Task instructions: Provide again, from the entries below, every line from the one containing "box: [315, 110, 332, 123]" through the one containing "box: [139, 227, 283, 353]", exactly as written, and no other line.

(Saved entries)

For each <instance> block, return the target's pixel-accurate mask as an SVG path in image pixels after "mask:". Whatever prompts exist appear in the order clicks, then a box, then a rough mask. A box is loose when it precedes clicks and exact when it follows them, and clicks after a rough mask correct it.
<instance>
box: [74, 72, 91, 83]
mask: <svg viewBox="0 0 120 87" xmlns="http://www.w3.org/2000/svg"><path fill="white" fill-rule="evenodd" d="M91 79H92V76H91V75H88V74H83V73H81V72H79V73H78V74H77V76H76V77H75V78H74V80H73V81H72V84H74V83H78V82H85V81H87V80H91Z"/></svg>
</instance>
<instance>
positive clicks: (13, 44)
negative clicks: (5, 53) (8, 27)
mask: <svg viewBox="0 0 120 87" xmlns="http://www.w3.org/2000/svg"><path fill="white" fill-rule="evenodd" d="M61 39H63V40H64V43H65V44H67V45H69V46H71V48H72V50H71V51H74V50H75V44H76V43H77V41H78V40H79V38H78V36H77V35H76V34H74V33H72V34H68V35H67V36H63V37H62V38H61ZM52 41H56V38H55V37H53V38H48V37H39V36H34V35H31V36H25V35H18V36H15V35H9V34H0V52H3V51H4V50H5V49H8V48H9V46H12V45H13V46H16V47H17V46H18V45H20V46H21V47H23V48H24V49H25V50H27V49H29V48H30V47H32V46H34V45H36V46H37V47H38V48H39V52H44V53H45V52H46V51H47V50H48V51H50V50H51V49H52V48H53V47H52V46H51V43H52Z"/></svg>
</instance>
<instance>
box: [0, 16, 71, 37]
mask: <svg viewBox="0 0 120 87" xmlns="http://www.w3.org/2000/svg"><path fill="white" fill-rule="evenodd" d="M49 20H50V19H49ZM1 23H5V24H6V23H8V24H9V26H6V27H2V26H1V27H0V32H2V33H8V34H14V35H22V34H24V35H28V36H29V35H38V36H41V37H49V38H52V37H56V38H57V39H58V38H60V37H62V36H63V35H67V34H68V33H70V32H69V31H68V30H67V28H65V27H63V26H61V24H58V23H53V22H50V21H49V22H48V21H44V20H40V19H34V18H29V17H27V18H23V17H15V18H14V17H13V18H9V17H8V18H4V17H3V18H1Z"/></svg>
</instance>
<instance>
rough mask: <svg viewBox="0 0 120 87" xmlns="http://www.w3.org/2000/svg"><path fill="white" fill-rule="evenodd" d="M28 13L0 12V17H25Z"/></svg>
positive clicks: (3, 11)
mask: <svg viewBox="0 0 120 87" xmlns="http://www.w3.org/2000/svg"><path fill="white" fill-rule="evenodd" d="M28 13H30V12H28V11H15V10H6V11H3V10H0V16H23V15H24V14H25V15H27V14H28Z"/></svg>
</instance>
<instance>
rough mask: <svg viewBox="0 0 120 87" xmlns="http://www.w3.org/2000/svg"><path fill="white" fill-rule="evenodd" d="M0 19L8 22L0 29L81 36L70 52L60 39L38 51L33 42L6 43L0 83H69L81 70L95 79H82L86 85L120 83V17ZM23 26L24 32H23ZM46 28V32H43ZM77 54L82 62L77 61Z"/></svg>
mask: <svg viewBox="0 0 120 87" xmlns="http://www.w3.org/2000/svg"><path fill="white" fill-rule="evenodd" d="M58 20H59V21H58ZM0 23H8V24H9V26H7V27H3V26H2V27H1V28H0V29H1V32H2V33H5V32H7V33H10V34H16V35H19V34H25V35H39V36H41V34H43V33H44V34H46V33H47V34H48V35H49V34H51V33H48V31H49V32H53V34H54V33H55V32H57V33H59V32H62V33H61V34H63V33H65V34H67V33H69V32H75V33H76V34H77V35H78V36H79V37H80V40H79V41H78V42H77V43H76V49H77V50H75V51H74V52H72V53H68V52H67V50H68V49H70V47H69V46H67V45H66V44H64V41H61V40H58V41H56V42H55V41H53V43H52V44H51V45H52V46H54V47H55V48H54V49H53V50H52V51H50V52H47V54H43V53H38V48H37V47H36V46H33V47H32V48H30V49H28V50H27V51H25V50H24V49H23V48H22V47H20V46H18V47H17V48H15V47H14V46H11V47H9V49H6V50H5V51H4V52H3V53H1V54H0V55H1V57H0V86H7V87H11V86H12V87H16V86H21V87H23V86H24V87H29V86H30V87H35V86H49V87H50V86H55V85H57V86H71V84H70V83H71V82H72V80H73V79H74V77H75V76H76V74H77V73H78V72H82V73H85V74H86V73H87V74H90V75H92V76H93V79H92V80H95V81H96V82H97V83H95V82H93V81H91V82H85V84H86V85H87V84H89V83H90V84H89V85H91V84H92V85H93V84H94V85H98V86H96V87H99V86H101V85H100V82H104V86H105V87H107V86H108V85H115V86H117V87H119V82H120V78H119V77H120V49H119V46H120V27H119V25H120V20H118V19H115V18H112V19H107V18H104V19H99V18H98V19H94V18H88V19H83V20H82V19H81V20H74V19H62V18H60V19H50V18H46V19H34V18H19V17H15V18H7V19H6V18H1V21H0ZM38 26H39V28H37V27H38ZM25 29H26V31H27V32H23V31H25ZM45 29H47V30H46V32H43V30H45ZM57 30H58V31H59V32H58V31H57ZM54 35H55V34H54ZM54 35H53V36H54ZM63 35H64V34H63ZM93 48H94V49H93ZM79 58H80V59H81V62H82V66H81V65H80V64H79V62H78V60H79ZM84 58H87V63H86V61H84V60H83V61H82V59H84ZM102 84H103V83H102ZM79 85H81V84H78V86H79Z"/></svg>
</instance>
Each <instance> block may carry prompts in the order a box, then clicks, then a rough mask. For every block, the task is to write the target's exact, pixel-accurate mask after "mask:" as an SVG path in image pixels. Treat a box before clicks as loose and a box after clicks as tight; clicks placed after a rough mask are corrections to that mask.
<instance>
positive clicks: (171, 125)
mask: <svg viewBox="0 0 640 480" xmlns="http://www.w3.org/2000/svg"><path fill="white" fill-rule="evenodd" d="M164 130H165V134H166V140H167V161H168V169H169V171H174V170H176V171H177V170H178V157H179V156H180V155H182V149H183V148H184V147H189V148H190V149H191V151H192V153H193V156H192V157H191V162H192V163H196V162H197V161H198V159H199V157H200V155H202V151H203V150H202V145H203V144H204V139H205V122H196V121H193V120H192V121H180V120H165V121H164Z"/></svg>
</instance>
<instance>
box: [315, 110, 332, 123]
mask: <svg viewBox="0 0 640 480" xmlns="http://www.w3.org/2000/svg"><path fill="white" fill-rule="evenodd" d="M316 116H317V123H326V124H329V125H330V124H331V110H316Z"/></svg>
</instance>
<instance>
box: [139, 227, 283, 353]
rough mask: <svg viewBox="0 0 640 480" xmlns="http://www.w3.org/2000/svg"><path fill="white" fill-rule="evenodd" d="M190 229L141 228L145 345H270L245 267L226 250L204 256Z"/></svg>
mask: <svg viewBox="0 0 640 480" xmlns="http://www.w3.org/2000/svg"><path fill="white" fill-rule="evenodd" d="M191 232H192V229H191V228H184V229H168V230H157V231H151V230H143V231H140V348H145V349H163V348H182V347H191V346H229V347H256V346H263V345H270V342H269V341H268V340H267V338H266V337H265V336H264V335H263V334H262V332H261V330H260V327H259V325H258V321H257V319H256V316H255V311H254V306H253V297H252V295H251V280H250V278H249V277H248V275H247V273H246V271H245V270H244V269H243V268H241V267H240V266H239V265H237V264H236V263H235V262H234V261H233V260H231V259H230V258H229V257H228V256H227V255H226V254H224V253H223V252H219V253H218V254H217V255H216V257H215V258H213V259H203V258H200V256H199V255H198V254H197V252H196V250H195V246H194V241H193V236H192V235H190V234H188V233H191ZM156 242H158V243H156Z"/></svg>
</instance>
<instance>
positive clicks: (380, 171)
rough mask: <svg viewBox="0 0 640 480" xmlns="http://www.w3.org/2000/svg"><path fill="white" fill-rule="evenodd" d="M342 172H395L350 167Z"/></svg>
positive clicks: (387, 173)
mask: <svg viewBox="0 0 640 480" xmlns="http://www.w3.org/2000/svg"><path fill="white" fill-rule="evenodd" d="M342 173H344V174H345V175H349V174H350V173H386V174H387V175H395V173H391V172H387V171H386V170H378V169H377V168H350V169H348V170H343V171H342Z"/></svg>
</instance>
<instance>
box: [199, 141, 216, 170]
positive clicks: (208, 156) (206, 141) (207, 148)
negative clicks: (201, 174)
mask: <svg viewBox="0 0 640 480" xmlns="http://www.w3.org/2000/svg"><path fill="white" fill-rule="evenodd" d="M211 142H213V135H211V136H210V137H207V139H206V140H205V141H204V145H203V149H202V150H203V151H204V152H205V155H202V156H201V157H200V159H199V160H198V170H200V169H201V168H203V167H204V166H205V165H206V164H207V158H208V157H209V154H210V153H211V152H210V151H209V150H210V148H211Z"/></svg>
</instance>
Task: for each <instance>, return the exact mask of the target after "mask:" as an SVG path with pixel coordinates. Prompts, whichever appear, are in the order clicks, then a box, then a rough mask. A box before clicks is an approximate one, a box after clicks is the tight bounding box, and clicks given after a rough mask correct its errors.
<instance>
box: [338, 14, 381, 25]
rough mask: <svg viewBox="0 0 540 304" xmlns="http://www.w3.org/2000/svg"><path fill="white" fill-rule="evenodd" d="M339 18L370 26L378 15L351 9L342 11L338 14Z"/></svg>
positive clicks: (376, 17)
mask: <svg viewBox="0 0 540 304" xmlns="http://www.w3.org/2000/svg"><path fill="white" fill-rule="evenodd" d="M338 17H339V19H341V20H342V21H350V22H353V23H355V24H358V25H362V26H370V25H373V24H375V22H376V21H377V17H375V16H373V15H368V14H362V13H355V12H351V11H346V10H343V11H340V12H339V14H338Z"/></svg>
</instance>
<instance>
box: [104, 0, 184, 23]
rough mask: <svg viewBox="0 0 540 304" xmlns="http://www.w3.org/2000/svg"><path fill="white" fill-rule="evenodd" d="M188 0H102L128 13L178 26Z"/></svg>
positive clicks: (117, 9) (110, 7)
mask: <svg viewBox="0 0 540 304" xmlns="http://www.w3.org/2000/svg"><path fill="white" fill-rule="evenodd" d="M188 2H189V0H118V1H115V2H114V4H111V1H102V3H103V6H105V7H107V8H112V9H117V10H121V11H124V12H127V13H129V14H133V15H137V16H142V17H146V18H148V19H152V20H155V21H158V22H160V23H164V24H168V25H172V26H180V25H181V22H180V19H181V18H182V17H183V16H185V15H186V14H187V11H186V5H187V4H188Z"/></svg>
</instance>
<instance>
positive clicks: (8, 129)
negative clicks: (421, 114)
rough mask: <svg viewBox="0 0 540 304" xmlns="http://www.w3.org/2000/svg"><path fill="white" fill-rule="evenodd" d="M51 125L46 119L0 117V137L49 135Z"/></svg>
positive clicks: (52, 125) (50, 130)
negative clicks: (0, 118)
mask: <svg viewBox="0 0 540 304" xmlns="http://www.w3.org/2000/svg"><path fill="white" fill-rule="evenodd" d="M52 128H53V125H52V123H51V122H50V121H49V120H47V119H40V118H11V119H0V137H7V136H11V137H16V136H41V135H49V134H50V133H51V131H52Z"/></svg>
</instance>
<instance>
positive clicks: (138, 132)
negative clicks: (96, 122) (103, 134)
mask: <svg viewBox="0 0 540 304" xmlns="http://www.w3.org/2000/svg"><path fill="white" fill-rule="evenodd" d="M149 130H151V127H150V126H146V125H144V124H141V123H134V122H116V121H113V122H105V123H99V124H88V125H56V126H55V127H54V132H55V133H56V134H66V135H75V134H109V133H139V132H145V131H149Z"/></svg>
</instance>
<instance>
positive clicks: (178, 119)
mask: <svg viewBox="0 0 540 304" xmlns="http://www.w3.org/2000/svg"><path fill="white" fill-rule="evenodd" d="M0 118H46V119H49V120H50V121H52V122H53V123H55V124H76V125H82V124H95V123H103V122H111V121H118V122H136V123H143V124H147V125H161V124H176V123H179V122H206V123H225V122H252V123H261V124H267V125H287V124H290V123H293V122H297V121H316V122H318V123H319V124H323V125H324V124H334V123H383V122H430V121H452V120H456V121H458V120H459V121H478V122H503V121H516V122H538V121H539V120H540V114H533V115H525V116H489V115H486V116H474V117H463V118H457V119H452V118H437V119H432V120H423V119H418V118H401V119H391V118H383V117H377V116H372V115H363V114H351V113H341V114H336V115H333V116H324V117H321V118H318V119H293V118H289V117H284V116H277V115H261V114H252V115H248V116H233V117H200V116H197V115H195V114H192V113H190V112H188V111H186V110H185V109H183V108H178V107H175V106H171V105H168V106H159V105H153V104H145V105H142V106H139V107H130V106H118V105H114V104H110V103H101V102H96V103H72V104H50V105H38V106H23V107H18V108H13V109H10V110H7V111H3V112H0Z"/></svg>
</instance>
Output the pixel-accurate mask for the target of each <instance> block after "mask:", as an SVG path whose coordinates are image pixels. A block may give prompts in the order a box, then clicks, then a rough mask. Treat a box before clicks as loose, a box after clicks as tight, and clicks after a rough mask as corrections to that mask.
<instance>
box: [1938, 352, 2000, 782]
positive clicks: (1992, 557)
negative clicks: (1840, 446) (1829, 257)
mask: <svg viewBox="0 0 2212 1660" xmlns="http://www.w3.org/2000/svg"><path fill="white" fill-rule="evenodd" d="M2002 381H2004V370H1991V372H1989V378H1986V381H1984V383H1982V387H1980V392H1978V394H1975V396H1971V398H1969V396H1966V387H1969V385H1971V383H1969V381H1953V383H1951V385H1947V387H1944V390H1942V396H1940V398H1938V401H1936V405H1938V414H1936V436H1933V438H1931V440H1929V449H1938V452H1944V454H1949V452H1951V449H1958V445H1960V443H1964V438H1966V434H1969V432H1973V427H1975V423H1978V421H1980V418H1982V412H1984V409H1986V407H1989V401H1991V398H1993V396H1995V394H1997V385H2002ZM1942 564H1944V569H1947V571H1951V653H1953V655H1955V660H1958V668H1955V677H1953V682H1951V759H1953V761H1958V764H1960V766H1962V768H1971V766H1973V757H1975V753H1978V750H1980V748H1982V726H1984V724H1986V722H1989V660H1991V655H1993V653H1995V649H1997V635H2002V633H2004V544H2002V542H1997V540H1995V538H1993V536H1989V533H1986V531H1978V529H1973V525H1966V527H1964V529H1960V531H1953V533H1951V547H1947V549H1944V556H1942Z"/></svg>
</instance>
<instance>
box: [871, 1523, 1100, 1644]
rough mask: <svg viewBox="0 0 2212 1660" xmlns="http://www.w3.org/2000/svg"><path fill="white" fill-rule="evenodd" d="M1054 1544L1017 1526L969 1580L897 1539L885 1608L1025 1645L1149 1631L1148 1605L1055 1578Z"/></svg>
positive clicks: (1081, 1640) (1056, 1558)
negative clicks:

Answer to this task:
box: [315, 110, 332, 123]
mask: <svg viewBox="0 0 640 480" xmlns="http://www.w3.org/2000/svg"><path fill="white" fill-rule="evenodd" d="M316 116H317V123H326V124H329V125H330V124H331V110H316Z"/></svg>
</instance>
<instance>
box: [139, 227, 283, 353]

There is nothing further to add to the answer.